(The problem)
Every entry below must be reproduced exactly.

(Entries supplied)
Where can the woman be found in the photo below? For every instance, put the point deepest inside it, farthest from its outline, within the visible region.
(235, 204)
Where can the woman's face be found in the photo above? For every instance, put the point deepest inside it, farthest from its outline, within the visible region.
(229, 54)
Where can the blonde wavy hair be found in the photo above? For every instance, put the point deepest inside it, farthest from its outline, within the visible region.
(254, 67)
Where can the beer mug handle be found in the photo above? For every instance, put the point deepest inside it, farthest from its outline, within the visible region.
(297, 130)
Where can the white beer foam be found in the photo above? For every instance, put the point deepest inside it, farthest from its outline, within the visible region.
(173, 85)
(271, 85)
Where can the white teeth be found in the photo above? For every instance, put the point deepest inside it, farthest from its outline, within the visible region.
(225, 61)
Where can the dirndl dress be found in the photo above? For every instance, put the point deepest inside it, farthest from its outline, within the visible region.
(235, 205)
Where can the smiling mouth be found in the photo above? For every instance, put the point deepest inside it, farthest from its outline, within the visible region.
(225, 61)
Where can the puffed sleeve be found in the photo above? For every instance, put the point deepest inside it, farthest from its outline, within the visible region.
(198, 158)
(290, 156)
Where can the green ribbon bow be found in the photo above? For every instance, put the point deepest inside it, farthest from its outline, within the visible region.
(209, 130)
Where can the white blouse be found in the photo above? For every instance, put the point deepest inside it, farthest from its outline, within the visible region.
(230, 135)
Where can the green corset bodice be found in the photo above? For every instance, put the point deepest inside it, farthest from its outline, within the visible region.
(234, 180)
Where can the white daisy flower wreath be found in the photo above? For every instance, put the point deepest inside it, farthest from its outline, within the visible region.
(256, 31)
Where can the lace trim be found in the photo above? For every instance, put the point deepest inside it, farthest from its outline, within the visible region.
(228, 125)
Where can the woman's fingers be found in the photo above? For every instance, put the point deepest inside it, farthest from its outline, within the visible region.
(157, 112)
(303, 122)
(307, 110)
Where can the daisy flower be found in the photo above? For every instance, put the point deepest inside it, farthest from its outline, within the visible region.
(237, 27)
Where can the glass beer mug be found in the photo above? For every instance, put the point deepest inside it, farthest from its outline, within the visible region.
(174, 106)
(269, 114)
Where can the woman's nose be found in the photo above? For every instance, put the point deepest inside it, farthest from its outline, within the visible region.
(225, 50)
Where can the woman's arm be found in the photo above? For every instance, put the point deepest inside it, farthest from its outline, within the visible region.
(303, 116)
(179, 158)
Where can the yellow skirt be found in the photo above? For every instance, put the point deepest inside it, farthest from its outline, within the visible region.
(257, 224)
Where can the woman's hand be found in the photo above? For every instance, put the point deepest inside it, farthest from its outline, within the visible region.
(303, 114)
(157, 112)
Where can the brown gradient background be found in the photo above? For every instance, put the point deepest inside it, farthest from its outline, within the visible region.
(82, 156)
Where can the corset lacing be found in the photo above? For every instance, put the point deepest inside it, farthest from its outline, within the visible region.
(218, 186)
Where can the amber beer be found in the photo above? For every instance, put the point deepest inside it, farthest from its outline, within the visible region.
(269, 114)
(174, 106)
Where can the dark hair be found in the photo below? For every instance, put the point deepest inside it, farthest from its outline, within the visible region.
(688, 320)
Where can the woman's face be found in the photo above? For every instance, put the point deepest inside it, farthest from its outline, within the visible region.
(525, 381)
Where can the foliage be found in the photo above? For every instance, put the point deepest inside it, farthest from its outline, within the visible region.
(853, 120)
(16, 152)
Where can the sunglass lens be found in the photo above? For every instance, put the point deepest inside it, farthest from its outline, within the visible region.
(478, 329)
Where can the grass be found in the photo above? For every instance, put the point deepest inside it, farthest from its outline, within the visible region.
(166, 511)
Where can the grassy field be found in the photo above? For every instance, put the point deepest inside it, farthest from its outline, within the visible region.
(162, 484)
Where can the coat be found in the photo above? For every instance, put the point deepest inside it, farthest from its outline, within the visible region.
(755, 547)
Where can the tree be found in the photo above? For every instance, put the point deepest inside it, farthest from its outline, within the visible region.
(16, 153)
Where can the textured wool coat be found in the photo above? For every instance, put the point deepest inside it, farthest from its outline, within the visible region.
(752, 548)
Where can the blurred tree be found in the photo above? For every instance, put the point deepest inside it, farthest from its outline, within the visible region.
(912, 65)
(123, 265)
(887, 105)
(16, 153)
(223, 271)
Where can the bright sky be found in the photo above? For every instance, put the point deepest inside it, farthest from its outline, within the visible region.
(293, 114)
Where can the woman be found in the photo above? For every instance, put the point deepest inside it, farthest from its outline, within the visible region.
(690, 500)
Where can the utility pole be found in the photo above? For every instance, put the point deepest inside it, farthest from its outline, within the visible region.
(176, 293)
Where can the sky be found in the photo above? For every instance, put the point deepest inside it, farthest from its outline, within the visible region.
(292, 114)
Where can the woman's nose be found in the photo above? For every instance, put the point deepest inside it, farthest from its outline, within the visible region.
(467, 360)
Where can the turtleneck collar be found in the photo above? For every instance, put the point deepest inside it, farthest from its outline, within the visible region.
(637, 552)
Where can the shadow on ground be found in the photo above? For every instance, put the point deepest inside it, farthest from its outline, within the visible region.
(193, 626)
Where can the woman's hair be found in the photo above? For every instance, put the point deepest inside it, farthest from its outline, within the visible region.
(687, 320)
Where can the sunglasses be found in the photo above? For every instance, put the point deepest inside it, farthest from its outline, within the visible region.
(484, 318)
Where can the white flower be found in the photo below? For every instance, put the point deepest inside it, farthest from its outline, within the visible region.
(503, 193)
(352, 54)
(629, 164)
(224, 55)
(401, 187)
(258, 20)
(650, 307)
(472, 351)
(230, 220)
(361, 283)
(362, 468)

(Answer)
Where can the woman be found in the photo below? For every instance, put the point deepest inside it, farthest from its outline, within the visible region.
(235, 204)
Where can the woman's face be found in the photo above? For every instance, put the point deepest inside it, farthest from its outline, within the visible region.
(229, 54)
Where can the blonde wavy hair be found in the photo above? For every instance, put the point deepest inside it, farthest from its outline, within the visible region.
(254, 67)
Where can the beer mug handle be found in the photo above? For every instance, put the point deepest inside it, farthest from its outline, within the visible region.
(297, 130)
Where can the white beer foam be found in the photo above? For every instance, put the point deepest inside it, farthest from its outline, within the visible region.
(173, 85)
(271, 85)
Where can the white teeth be found in the photo above? For every instance, put the point deepest inside it, farthest from its outline, within the visible region.
(225, 61)
Where can the dirndl dress be found in the photo above? For every instance, put the point deepest inside it, farthest from its outline, within the visible region.
(235, 205)
Where can the smiling mouth be found in the photo above? For every instance, put the point deepest inside it, farthest from its outline, within the visible region.
(225, 61)
Where can the puffed sleeve be found in the photo above? For every instance, put the point deepest inside it, farthest from its outline, within the visible region.
(198, 158)
(290, 156)
Where can the green ribbon bow be found in the photo above? For every instance, put the point deepest inside it, farthest from its outline, within the visible region.
(209, 130)
Where can the white blouse be found in the photo above? For every instance, put the point deepest inside it, farthest from its outline, within the visible region.
(230, 135)
Where can the green corset bodice be found in the photo above? For every instance, put the point deepest inside it, farthest from its outline, within the visible region.
(234, 180)
Where can the white daisy flower wreath be found in the photo above? For every instance, put the point deepest inside it, farthest from its outline, within the visible region.
(256, 31)
Where can the lace trim be found in the photo above? For every instance, put the point deepest inside it, farthest from its outline, within the visible region.
(228, 125)
Where can the woman's fingers be found in the photo above? For every instance, put the point deepest inside it, farthest from its outline, within the visible region.
(157, 112)
(303, 122)
(307, 110)
Where can the daisy flower be found in the photo above? For every instance, put the point deepest inside it, farthest from its outline, within the visible region.
(237, 27)
Where can the glass beer mug be found in the photo above? For every instance, put the point deepest inside it, farthest from its outline, within the visible region.
(174, 106)
(269, 114)
Where can the woman's nose be found in the photo above? For every instance, put the point deepest inside it, farthest from its outline, within the visible region.
(225, 50)
Where can the woman's arm be found in the photo above? For every instance, put the point deepest inside it, farthest from its outline, within the visible region.
(303, 116)
(179, 158)
Where can the yellow skirt be found in the photo above? For every instance, put the point deepest inside it, farthest from its outline, within the visible region.
(257, 224)
Where can the woman's hand be found in the photo above? For every instance, put the point deepest inside it, farthest from its outline, within the visible region.
(303, 114)
(157, 112)
Where can the brown gradient background be found in the photo above? For every instance, put the point deepest inside it, farthest from its outline, within the visible region.
(82, 156)
Where can the corset lacing be found in the photo above? For every instance, put the point deepest inside it, farthest from its outline, within the visible region.
(218, 186)
Where can the amber beer be found in the photo above? For every instance, put the point deepest inside it, farthest from its outline, within the visible region.
(269, 114)
(174, 106)
Where can the dark hair be found in the photo below? For every instance, put the point deepest inside it, farthest from its outline, within the visible region.
(688, 320)
Where can the woman's face be found in the photo above? For every instance, put the point deepest inside it, farthest from its outline, within the visible region.
(525, 381)
Where can the foliage be found in the photo above? For every instance, put the point deepest inside it, farthest from its outline, within the visible region.
(853, 120)
(16, 152)
Where can the sunglass lens be found in the photo above? For every instance, put the point deepest inside it, farthest from its outline, within the visible region.
(478, 329)
Where can the grass be found in the photo above? For every instance, put the point deepest inside it, farthest from its outline, within the visible region.
(166, 511)
Where can the grassy field be found in the photo above? For every instance, put the point deepest inside it, farthest from its outline, within the visible region.
(162, 484)
Where can the coat be found in the photo above? For every instance, put the point deepest inside it, farthest from its outline, within the visible region.
(755, 547)
Where can the tree be found in the photo above? For every instance, put the point deepest inside it, farthest from its outline, within the visible region.
(16, 153)
Where can the textured wool coat be found in the photo above? For every instance, put the point deepest inside it, farthest from its outline, within the visible region.
(752, 548)
Where can the blurred tree be found in the photo above? For every instance, put the point deepest inside it, farthest from its outline, within the visible region.
(912, 65)
(123, 265)
(887, 105)
(16, 153)
(223, 271)
Where can the bright sky be found in the photo above? For every instance, put the point deepest inside it, farthest from its outline, within the visible region.
(293, 114)
Where can the woman be found in the photo above? For every instance, put the point deepest inside it, farthest from its outline, within the visible region.
(690, 500)
Where can the utility pole be found in the photo above? For every instance, put the point deepest inside it, farthest from its outline, within the visible region.
(176, 293)
Where can the sky be found in the photo above? For every instance, put the point deepest inside it, farthest from its outline, within the visible region.
(292, 114)
Where can the woman's nose be found in the photo above? For every instance, put the point deepest inside it, farthest from its outline, within the visible region.
(467, 360)
Where can the turtleneck collar be found in the photo above? For every instance, put the point deepest inside it, farthest from its outline, within the visible region.
(637, 552)
Where can the shadow on ground be found in the photo above? For every instance, put the point deepest inside it, farthest from its outline, within the visible region.
(193, 626)
Where can the woman's hair be found in the photo above? For every instance, put the point deepest inside it, farthest from its outline, within the visible region.
(687, 320)
Where can the sunglasses be found in the photo above? For every instance, put the point deepest inside it, farthest from its outline, within the visible region.
(484, 318)
Where can the white flower be found in the photo below? For every instance, put the point deepest inside it, farthest from its outline, within the visible region.
(503, 193)
(352, 54)
(629, 164)
(224, 55)
(401, 187)
(258, 20)
(650, 307)
(472, 351)
(230, 220)
(361, 283)
(362, 468)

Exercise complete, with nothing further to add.